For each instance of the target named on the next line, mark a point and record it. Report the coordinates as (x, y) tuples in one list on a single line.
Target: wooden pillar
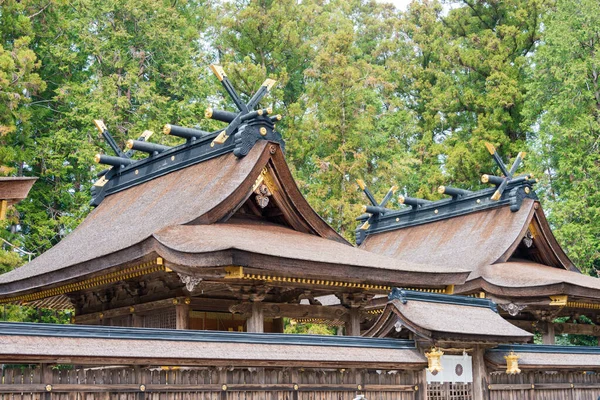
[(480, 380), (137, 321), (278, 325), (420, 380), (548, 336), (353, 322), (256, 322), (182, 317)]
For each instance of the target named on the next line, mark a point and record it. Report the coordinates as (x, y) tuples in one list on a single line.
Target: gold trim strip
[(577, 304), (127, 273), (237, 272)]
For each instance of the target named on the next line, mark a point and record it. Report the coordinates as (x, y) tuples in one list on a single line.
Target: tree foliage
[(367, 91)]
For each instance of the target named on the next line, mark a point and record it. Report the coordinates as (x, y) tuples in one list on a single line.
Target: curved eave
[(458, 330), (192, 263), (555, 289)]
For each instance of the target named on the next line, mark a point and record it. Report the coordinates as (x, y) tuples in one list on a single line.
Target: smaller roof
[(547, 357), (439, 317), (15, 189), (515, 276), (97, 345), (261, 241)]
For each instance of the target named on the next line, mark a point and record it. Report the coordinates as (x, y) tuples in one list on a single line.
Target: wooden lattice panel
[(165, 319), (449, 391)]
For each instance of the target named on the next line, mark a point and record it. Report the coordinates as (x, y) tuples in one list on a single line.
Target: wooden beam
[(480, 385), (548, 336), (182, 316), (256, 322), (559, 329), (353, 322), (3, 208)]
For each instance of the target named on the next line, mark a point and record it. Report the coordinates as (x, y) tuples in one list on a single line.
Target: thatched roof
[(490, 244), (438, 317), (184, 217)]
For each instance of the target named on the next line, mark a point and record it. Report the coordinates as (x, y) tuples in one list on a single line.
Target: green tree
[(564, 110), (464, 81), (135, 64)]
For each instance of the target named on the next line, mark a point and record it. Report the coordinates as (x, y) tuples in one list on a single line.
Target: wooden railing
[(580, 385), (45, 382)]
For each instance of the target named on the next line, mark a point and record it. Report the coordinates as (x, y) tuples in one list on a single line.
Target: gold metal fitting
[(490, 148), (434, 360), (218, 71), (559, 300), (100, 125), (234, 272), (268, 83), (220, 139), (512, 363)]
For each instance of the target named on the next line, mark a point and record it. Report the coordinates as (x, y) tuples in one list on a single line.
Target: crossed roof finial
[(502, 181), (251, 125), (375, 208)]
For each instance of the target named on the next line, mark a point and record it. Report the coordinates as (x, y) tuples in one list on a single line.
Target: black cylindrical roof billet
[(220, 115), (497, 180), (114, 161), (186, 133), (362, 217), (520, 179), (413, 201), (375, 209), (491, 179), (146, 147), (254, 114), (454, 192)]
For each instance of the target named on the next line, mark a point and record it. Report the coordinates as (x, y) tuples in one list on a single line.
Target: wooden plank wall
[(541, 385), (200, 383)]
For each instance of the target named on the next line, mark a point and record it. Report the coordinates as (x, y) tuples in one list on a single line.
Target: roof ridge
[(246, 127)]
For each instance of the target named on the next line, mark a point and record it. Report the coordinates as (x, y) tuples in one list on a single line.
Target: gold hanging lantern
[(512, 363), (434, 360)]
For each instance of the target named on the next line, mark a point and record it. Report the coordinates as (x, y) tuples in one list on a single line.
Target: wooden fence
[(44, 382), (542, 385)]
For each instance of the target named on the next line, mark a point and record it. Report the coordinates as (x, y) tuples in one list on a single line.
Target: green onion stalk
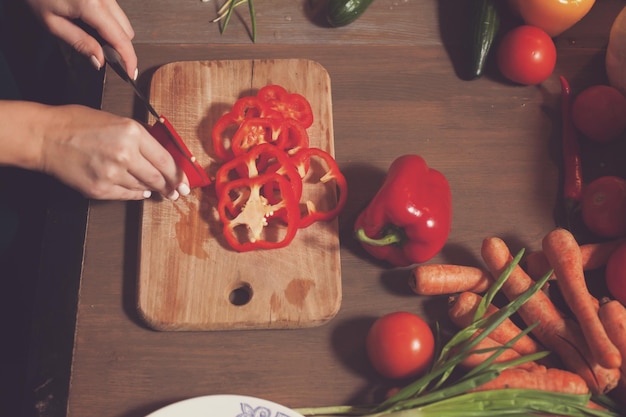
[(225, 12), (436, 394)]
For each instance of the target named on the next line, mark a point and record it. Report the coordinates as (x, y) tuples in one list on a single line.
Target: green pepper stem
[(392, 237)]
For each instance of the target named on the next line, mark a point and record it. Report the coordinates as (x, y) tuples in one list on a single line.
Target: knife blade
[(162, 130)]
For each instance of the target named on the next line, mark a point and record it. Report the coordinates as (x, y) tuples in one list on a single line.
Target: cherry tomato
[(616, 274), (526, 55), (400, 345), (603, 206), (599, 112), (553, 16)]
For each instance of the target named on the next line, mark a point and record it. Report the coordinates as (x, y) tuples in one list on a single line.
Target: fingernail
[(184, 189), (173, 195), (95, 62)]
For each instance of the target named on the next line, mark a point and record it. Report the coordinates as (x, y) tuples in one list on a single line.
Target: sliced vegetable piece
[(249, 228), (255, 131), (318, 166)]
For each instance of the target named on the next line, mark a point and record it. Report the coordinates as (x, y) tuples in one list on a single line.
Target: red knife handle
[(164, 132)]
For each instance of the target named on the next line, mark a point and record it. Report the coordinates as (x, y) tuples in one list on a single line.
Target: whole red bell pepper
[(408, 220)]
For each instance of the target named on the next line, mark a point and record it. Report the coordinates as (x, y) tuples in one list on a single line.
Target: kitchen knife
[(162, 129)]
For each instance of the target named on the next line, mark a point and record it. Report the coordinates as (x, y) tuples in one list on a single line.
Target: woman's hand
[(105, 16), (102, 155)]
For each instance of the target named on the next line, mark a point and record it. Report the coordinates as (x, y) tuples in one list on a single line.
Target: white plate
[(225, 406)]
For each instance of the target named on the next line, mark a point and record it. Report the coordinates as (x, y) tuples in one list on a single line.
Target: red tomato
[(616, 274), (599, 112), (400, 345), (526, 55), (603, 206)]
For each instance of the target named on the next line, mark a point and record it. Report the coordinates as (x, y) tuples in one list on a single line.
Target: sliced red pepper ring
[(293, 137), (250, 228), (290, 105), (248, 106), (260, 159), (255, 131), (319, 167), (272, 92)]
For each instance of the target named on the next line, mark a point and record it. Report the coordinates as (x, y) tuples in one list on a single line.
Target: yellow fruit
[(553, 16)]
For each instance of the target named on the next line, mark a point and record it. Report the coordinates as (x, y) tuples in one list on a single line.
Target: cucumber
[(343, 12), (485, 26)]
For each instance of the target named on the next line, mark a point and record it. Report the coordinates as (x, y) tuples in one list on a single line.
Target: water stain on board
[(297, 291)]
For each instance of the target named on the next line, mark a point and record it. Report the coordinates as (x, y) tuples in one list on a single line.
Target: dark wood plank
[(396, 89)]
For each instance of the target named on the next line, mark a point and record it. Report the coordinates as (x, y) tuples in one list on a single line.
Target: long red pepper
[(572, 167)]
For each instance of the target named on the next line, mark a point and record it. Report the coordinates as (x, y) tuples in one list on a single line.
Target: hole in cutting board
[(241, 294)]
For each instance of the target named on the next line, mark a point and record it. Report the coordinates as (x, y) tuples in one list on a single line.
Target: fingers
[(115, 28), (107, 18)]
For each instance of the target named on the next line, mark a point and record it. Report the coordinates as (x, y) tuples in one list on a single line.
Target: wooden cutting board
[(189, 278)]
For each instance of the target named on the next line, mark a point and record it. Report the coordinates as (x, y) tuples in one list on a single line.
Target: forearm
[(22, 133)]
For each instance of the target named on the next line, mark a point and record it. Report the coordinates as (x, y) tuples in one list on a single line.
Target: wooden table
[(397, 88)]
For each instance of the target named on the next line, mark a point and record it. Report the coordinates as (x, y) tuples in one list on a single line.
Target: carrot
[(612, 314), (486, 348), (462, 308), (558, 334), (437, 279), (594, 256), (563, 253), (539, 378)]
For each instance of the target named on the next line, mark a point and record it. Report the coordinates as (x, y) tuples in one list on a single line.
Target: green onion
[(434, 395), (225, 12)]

━━━━━━

#### Aim of the task:
Arrange all of the material above as a two-column CSV with the columns task_text and answer, giving each text and its answer one row. Put each value in a single quoted field with line breaks turned into spaces, and leave the pictures out.

#### Exercise answer:
task_text,answer
"For each instance of the target named on the next line, mark a point and record it. Report the coordinates as (x, y) tuples in one list on a single line. Target: wooden pillar","[(480, 380), (137, 321), (278, 325), (420, 380), (548, 336), (353, 322), (256, 322), (182, 317)]"
"For each instance of the target named on the next line, mark a point and record it. Report the coordinates as (x, y) tuples in one list on a single line. Target: gold trim strip","[(577, 304), (127, 273), (237, 272)]"
"For each instance of the target named on the next line, mark a point and record it. Report the coordinates as (x, y) tuples in one list on a single line. Target: tree foliage","[(367, 91)]"
"For each instance of the target named on the next line, mark a point and record it. Report the coordinates as (x, y) tuples in one list on a single line. Target: curved eave","[(458, 330), (192, 263), (555, 289)]"
"For each instance of the target named on the next line, mark a point and record it. Report the coordinates as (x, y) tuples in one list on a single line. Target: smaller roof","[(547, 357), (439, 317), (15, 189), (515, 276), (97, 345), (261, 241)]"
"For each instance of the target named on the next line, mark a point and record it. Report the coordinates as (x, y) tuples in one list on a single line. Target: wooden lattice panel","[(165, 319), (449, 391)]"
"For each instance of the target named on the next line, mark a point and record it. Report the coordinates as (x, y) tuples in one list on a single line. Target: wooden beam","[(480, 385), (548, 336), (182, 316), (256, 322), (559, 329), (353, 322), (3, 208)]"
"For each instance of the target named on the next line, mark a point and record it. Report the coordinates as (x, y) tuples in one list on a single line. Target: thatched roof","[(490, 244), (438, 317), (184, 217)]"
"For each instance of the target named on the next line, mark a point and record it. Report the coordinates as (x, y) tuples in one list on a single line. Target: green tree","[(564, 110), (464, 81), (135, 64)]"
"For each instance of the target named on the next line, mark a point and record it. Report the coordinates as (x, y) tuples in one list on a single line. Target: wooden railing","[(580, 385), (45, 382)]"
"For each instance of the target named on the next line, mark a point and record it. Report the coordinates as (x, y) tuples in one list on a single line. Target: gold metal fitting","[(490, 148), (434, 360), (218, 71), (559, 300), (100, 125), (234, 272), (268, 83), (220, 139), (512, 363)]"
"For each instance of the target named on the next line, mark a point and record it. Report the coordinates as (x, y) tuples in one list on a single line. Target: crossed roof finial","[(502, 181), (251, 125), (375, 208)]"
"For each instance of the target named on the next line, mark a point and record it. Report the coordinates as (x, y) tuples in one list on a single line. Target: black cylindrical roof billet","[(220, 115), (497, 180), (114, 161), (186, 133), (362, 217), (520, 179), (413, 201), (375, 209), (491, 179), (146, 147), (254, 114), (454, 192)]"
"For each instance of the target named on the next line, mark a point and record it. Report the coordinates as (x, y) tuples in one list on a single line. Target: wooden plank wall","[(541, 385), (200, 383)]"
"For each instance of the target named on the next line, mark a point and record it. Report the coordinates as (x, y) tuples in one list on a single line. Target: roof ridge","[(246, 127)]"
"For each instance of the target named on the next line, mark a point and record it. Report the coordinates as (x, y) tuples in one list on a single line. Target: gold hanging lantern","[(512, 363), (434, 360)]"
"For each instance of the target named on the next line, mark a point and record it. Report the coordinates as (x, y) tuples in one list on a single line. Target: wooden fence","[(44, 382), (542, 385)]"
"For each instance of the target named on the next line, mark a point and record it. Report the coordinates as (x, y) tuples in one list on a single line. Target: green onion stalk","[(225, 12), (436, 394)]"
"For each instance of the target named on the next line, mark a point and record it. Report the coordinates as (x, y) tuples in one list on a single line. Target: green pepper stem","[(392, 237)]"
"For each instance of the target named on the next line, mark a point and record it. Report the coordinates as (x, y) tuples in one list on a single line. Target: knife blade","[(162, 130)]"
"For each instance of the target named on the next line, mark a point and record it. Report the coordinates as (x, y) tuples in one list on a single line. Target: cherry tomato","[(616, 274), (526, 55), (400, 345), (603, 206), (599, 112), (553, 16)]"
"For each instance of the target named on the next line, mark a point and record it. Report the coordinates as (x, y) tuples in one list on a single line. Target: fingernail","[(184, 189), (173, 195), (95, 62)]"
"For each instance of the target named on the next line, mark a point and record it. Report the coordinates as (x, y) tuples in one list on a single line. Target: sliced vegetable piece","[(249, 228), (255, 131), (318, 166)]"
"For each instance of the target named on the next line, mark a point and record it. Report the coordinates as (x, y) tuples in one list on a single line. Target: red knife handle","[(164, 132)]"
"For each instance of the target named on the next line, mark a point and record it. Report the coordinates as (x, y) tuples in one list on a single line. Target: whole red bell pepper","[(408, 220)]"
"For each instance of the target named on the next line, mark a point and record it. Report the coordinates as (x, y) tuples in one list on a single line. Target: kitchen knife","[(162, 129)]"
"For each instance of the target named on the next line, mark a point and record it. Report the coordinates as (x, y) tuples in one list on a single line. Target: woman's hand","[(105, 16), (102, 155)]"
"For each instance of the target named on the next line, mark a point and record it. Report the coordinates as (x, y) tuples in one list on a single line. Target: white plate","[(225, 406)]"
"For each instance of the target named on the next line, mark a point and record it. Report the coordinates as (x, y) tuples in one list on a single line. Target: red tomato","[(616, 274), (599, 112), (400, 345), (526, 55), (603, 206)]"
"For each instance of the target named on the next line, mark a point and record it. Report the coordinates as (x, y) tuples in one list on a single line. Target: sliced red pepper ring","[(293, 137), (250, 228), (290, 105), (248, 106), (260, 159), (255, 131), (319, 167), (272, 92)]"
"For each instance of the target named on the next line, mark a point and record it. Report the coordinates as (x, y) tuples in one list on a single line. Target: yellow fruit","[(553, 16)]"
"For each instance of the target named on the next line, mark a point and record it. Report the coordinates as (x, y) tuples in one list on a single line. Target: cucumber","[(343, 12), (485, 26)]"
"For each instance of the target named on the next line, mark a point and record it. Report the coordinates as (x, y) tuples in one list on a single line. Target: water stain on board","[(297, 291)]"
"For each instance of the target named on the next line, mark a point and record it. Report the coordinates as (x, y) tuples in one list on a single line. Target: dark wood plank","[(396, 89)]"
"For each instance of the target named on the next line, mark a point and record it. Report the coordinates as (x, y) tuples in one list on a single line. Target: long red pepper","[(572, 167)]"
"For each instance of the target named on the next line, mark a point and record it. Report the coordinates as (x, y) tuples in one list on a single line. Target: hole in cutting board","[(241, 294)]"
"For each instance of the target named on the next line, mark a point and record it. Report the coordinates as (x, y) tuples in one list on a single line. Target: fingers","[(115, 28), (107, 18)]"
"For each instance of the target named on the next line, mark a point and record it. Report the coordinates as (x, y) tuples in one list on a single line. Target: wooden cutting board","[(189, 278)]"
"For each instance of the target named on the next line, mark a point and record it. Report the coordinates as (x, y) tuples in one list on a single line. Target: forearm","[(22, 133)]"
"For each instance of the target named on the next line, mark a point and record it. Report the coordinates as (x, y) tuples in one list on a single line. Target: wooden table","[(397, 88)]"
"For each instance of the target named on the next line, mark a point and record it. Report the coordinates as (x, y) tuples in one list on a single line. Target: carrot","[(612, 314), (486, 348), (462, 308), (558, 334), (437, 279), (594, 256), (563, 253), (539, 378)]"
"For each instance of the target named on the next line, mark a point and record it. Report the coordinates as (x, y) tuples in one list on a single line. Target: green onion","[(434, 395), (225, 12)]"